◆ What is asked
[1] From the D-League affiliate passage below, set down word for word the stretch that begins at "In its eighth" and stops after "from the D-League.".
[2] According to the D-League affiliate passage below, how much does running a D-League organization's basketball operations cost an NBA team each season?
[3] Write what comes next in the D-League affiliate passage below, picking up after its final sentence.

◆ Passage provided
== == ==

Teams that chose the hybrid will control completely the basketball operations of their D-League affiliate. The NBA teams will assign the coaches and make the player personnel decisions for the minor league team. As a consequence, the NBA team must commit to paying the $300,000 to $400,000 a season that it costs to expense the D-League organization’s basketball operations. This cost includes paying the salaries of head and assistant coaches, players and trainers.

The details were outlined in a memo the league office sent to its 30 teams on Thursday. Currently, the Los Angeles Lakers, Oklahoma City Thunder and San Antonio Spurs own and operate their own D-League affiliates.

“The cost [of running a team] is less than a minimum-player salary, so it’s worth it to control your young talent,” a Western Conference executive told Yahoo! Sports. “You can either spend that money to build a great minor-league system or you can spend it on a minimum guy that’s sitting at the end of your bench.”

In its eighth season, the D-League has 16 teams and plans to add a 17th franchise in Portland, Maine, next season. Every NBA team has an affiliate that it can use to season players. NBA teams also can recall players who aren’t the property of particular teams. So far this season, 12 players have been called up to the NBA from the D-League.

tp2021
03-05-2009, 11:28 PM
So, what about the teams that have to share an affiliate? And what benefits/incentives do teams have for actually owning the D-League affiliate?

ChumpDumper
03-06-2009, 12:01 AM
I'm sure some teams (Utah, Cleveland) have been pushing for this arrangement, and of course Boston probably put it over the top with their all-but-announced affiliate in Maine.


So, what about the teams that have to share an affiliate?They don't get to do this, though in some cases they might be able to piggy back on another team's hybrid affiliation like Boston has nominally done with Utah.

== == ==

◆ Information shown
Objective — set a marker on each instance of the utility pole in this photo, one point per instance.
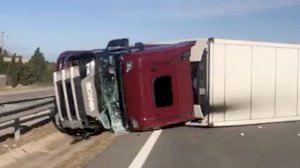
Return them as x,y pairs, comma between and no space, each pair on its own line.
2,43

== == ==

◆ Final answers
[1]
In its eighth season, the D-League has 16 teams and plans to add a 17th franchise in Portland, Maine, next season. Every NBA team has an affiliate that it can use to season players. NBA teams also can recall players who aren’t the property of particular teams. So far this season, 12 players have been called up to the NBA from the D-League.

[2] $300,000 to $400,000 a season.

[3]
And what benefits/incentives do teams have for actually owning the D-League affiliate?I'm sure some teams would like to control all aspects of the franchise like marketing campaigns, sales and pr personnel, etc. I can't see the Spurs doing without that control, just as I couldn't see the Thunder's letting a company like SW Basketball run it's D-League team the way it was before the buyout.

pad300
03-06-2009, 10:34 AM
Is it just me, or did SAS, LAL and OKC get hosed. They put in significantly more investment (iirc, the purchase of the Toros was 2 or 3 million, not 300,000) , and then everyone else gets to jump in for cheap?

coyotes_geek
03-06-2009, 10:36 AM
Is it just me, or did SAS, LAL and OKC get hosed. They put in significantly more investment (iirc, the purchase of the Toros was 2 or 3 million, not 300,000) , and then everyone else gets to jump in for cheap?

Sure looks that way to me. I guess whether or not they're getting hosed depends on whether or not the teams are actually turning a profit.

coyotes_geek
03-06-2009, 10:38 AM
And what benefits/incentives do teams have for actually owning the D-League affiliate?

The main benefit is that the team has complete control over how the d-league team is run. The Spurs can tell Quin Snyder what offense to run, what defense to run and what players to give minutes to. If the Toros were a shared NBDL franchise Snyder would be stuck in the middle between two or more franchises all wanting their offense ran and their players receiving the most attention.